• Exercise requirements: With the pictures omitted, transcribe each line below exactly as it is.

• Records for the exercise:
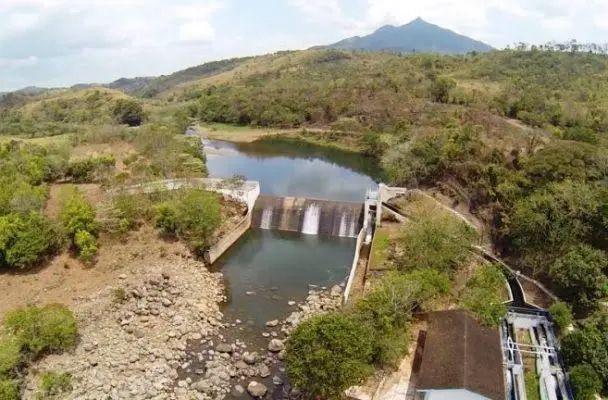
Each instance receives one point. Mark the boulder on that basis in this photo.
(264, 371)
(250, 358)
(238, 391)
(224, 348)
(276, 345)
(273, 323)
(257, 389)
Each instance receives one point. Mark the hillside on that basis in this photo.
(416, 36)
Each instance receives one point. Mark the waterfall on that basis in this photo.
(310, 226)
(342, 231)
(266, 218)
(352, 228)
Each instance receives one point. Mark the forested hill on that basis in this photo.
(416, 36)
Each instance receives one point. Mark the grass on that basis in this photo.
(41, 141)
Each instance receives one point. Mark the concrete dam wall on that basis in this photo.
(312, 217)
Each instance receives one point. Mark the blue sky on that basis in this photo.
(63, 42)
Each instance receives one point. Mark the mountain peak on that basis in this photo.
(416, 36)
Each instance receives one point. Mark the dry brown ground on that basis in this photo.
(120, 150)
(64, 278)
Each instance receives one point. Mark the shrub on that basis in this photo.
(561, 314)
(581, 275)
(128, 112)
(327, 354)
(53, 383)
(9, 390)
(193, 217)
(10, 354)
(87, 246)
(76, 214)
(585, 382)
(50, 328)
(26, 240)
(436, 241)
(482, 295)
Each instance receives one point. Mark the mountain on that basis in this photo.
(417, 36)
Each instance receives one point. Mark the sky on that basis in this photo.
(54, 43)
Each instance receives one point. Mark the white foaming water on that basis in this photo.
(342, 231)
(352, 228)
(266, 218)
(312, 215)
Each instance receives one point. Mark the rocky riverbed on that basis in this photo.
(158, 334)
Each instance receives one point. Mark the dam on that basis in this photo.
(308, 216)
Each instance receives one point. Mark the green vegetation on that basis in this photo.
(192, 217)
(53, 383)
(482, 295)
(435, 241)
(532, 385)
(78, 220)
(329, 353)
(585, 382)
(9, 389)
(128, 112)
(561, 315)
(10, 354)
(38, 330)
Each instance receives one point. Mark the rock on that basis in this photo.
(264, 371)
(257, 389)
(336, 291)
(276, 345)
(241, 365)
(203, 386)
(238, 391)
(250, 358)
(224, 348)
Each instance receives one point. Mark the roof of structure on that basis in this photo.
(460, 353)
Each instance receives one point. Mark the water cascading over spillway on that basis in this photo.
(312, 217)
(266, 218)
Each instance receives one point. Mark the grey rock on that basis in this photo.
(264, 371)
(238, 391)
(276, 345)
(224, 348)
(256, 389)
(250, 358)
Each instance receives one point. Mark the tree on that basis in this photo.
(587, 346)
(76, 214)
(327, 354)
(561, 315)
(389, 307)
(128, 111)
(581, 275)
(50, 328)
(26, 239)
(482, 295)
(440, 89)
(585, 382)
(194, 217)
(436, 241)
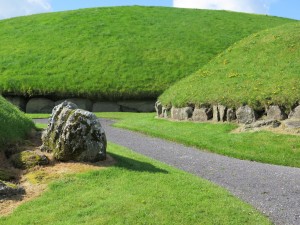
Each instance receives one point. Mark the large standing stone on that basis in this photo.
(137, 106)
(181, 113)
(295, 113)
(245, 115)
(18, 101)
(74, 134)
(106, 107)
(82, 103)
(202, 114)
(274, 112)
(39, 105)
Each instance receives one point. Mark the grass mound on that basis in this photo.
(13, 123)
(260, 70)
(115, 53)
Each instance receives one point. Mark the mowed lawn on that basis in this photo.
(136, 190)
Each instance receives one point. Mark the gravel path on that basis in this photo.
(274, 190)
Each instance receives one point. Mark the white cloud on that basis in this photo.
(249, 6)
(12, 8)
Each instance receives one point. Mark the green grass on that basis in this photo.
(261, 70)
(136, 190)
(115, 53)
(14, 125)
(261, 146)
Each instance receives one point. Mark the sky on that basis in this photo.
(282, 8)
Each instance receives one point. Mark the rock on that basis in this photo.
(39, 105)
(231, 116)
(28, 159)
(276, 113)
(106, 107)
(181, 113)
(158, 108)
(18, 101)
(137, 106)
(263, 123)
(295, 113)
(202, 114)
(74, 134)
(245, 115)
(9, 190)
(81, 103)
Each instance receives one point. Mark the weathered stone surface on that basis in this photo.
(28, 159)
(158, 108)
(245, 115)
(216, 116)
(18, 101)
(81, 103)
(106, 107)
(181, 113)
(39, 105)
(295, 113)
(276, 113)
(230, 116)
(74, 134)
(202, 114)
(137, 106)
(9, 189)
(263, 123)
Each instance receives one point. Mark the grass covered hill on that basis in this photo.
(13, 124)
(115, 53)
(261, 70)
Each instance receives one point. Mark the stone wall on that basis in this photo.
(45, 105)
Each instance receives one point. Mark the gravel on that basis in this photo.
(273, 190)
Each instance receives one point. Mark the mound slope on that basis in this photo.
(115, 53)
(261, 70)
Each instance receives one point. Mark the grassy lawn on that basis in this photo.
(261, 70)
(116, 52)
(136, 190)
(13, 124)
(263, 147)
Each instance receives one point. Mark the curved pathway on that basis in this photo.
(274, 190)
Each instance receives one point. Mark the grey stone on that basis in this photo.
(245, 115)
(82, 103)
(295, 113)
(158, 108)
(181, 113)
(106, 107)
(276, 113)
(202, 114)
(137, 106)
(39, 105)
(74, 134)
(18, 101)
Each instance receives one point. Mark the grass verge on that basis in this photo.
(136, 190)
(263, 146)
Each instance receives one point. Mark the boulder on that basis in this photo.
(295, 113)
(18, 101)
(106, 107)
(137, 106)
(158, 108)
(39, 105)
(245, 115)
(9, 190)
(74, 134)
(28, 159)
(230, 116)
(276, 113)
(202, 114)
(81, 103)
(181, 113)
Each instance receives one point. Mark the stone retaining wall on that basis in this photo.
(45, 105)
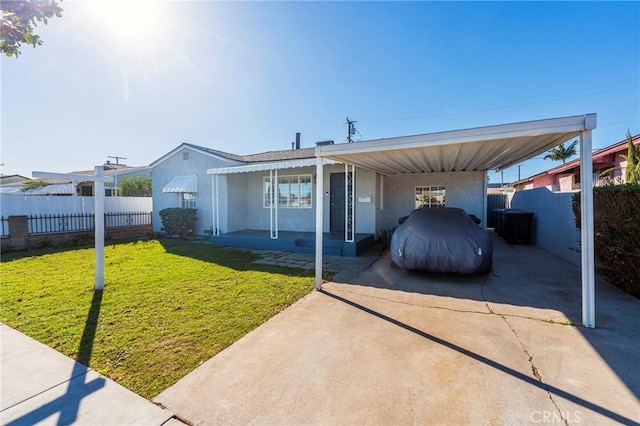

• Task solution:
Each instance receives one point. Mark the boulder on that basis in this photo.
(264, 371)
(250, 358)
(238, 391)
(224, 348)
(276, 345)
(273, 323)
(257, 389)
Each instance receives one point. Mark the hillside on that basis in this photo.
(416, 36)
Each instance receives one point. Mark the waterfall on that basis in this photo.
(310, 226)
(342, 231)
(266, 218)
(352, 228)
Each instance receives one point. Mark the forested hill on that basis in this photo.
(416, 36)
Each instance receives one point. Mark the grass on that basis in this photo.
(41, 141)
Each instance receives one point. Mark the concrete dam wall on that basis in this photo.
(312, 217)
Each instance receives one point. Mark the blue sky on that basis in this photo.
(63, 42)
Each instance receives one point. Mark the mountain peak on that basis in this photo.
(416, 36)
Each instance receives one point. Mark the dry brown ground on that basis in this photo.
(120, 150)
(64, 278)
Each instance receives one point. Mark the shrub on that basis in this photo.
(561, 314)
(581, 275)
(128, 112)
(327, 354)
(53, 383)
(9, 390)
(193, 217)
(10, 354)
(87, 246)
(76, 214)
(585, 382)
(50, 328)
(26, 240)
(436, 241)
(482, 295)
Each instance receives one point. Mark the mountain on that basis in this photo.
(417, 36)
Each instance receives one point. Mark the sky on that basis in this photo.
(54, 43)
Each instance receives one point. Mark the white foaming water on that basis in this photo.
(342, 231)
(352, 228)
(266, 218)
(312, 215)
Each instance receives one point. Mark the rocky riverbed on that basis in this photo.
(158, 334)
Each instance receives one point. Mark the dam on that basis in this photo.
(308, 216)
Each instance receives one point. Mark the green vegetation on that basis in this photo.
(192, 217)
(53, 383)
(482, 295)
(435, 241)
(532, 385)
(78, 220)
(329, 353)
(585, 382)
(9, 389)
(128, 112)
(561, 315)
(10, 354)
(38, 330)
Each instance receives one point. Mark the rock on that basis in this photo.
(264, 371)
(257, 389)
(336, 291)
(276, 345)
(241, 365)
(203, 386)
(238, 391)
(250, 358)
(224, 348)
Each instance receives one point. Mark the roof of structure on that basis in this photo.
(460, 353)
Each instance receives one point. Mark the water cascading over spillway on that basis in this photo.
(312, 217)
(266, 218)
Each instance receives one point. Mark the grey rock on that basis in this photo.
(264, 371)
(238, 391)
(276, 345)
(224, 348)
(256, 389)
(250, 358)
Each instance receives one point. Mark the tree on that basis in this photo.
(587, 346)
(76, 214)
(327, 354)
(561, 315)
(389, 307)
(128, 111)
(581, 275)
(50, 328)
(26, 239)
(482, 295)
(440, 89)
(585, 382)
(194, 217)
(436, 241)
Each instance receives one point. Mark the large standing stone on that basis in this photo.
(137, 106)
(181, 113)
(295, 113)
(245, 115)
(18, 101)
(74, 134)
(106, 107)
(82, 103)
(202, 114)
(274, 112)
(39, 105)
Each instance receives one point. Mark the grass mound on that basis in this photo.
(13, 123)
(260, 70)
(115, 53)
Each instance receives one point. Mark the mowed lawn on that basis in this photo.
(136, 190)
Each instance receives one point. Mark the gravel path on that basis in this photo.
(274, 190)
Each instance receives one point. Mark the white cloud on that basis in this photo.
(249, 6)
(12, 8)
Each instance receives one point. Mark the green grass on that basis in this photo.
(261, 70)
(136, 190)
(115, 53)
(14, 125)
(261, 146)
Each instance receives one point. Mark the sky on that basis in this photo.
(282, 8)
Each instance receives one point. Mark the rock on that basis in this photo.
(39, 105)
(231, 116)
(28, 159)
(276, 113)
(106, 107)
(181, 113)
(158, 108)
(18, 101)
(137, 106)
(263, 123)
(295, 113)
(202, 114)
(74, 134)
(245, 115)
(9, 190)
(81, 103)
Each instance receives one point. Mark the weathered stone surface on that basis in this photo.
(28, 159)
(158, 108)
(245, 115)
(216, 116)
(18, 101)
(81, 103)
(106, 107)
(181, 113)
(39, 105)
(295, 113)
(276, 113)
(230, 116)
(74, 134)
(202, 114)
(137, 106)
(9, 189)
(263, 123)
Each instance receives one point. Mark the grass covered hill on that basis in this photo.
(13, 124)
(115, 53)
(261, 70)
Each instance receives one point. Mark the stone wall on that basis in this photo.
(45, 105)
Each instance receives one point. Mark the gravel on that basis in this photo.
(273, 190)
Each instance receives one point. Mark the mound slope on that basis in this photo.
(115, 53)
(261, 70)
Each instance receives one point. Mark the grassy lawn on that basis in this photo.
(261, 70)
(116, 52)
(136, 190)
(13, 124)
(263, 147)
Each instance receives one point. Mark the curved pathway on that basis in this photo.
(274, 190)
Each instance receives one point. Mark the grey stone on that basis in this photo.
(245, 115)
(82, 103)
(295, 113)
(158, 108)
(181, 113)
(106, 107)
(276, 113)
(202, 114)
(137, 106)
(39, 105)
(74, 134)
(18, 101)
Each instance receives one point. Mark the grass verge on that basis in this photo.
(136, 190)
(263, 146)
Each instance receives one point. Mark the boulder on that basis in this photo.
(295, 113)
(18, 101)
(106, 107)
(137, 106)
(158, 108)
(39, 105)
(245, 115)
(9, 190)
(74, 134)
(28, 159)
(230, 116)
(276, 113)
(202, 114)
(81, 103)
(181, 113)
Each instance receives one point. Mark the stone retaining wall on that basis in this photo.
(45, 105)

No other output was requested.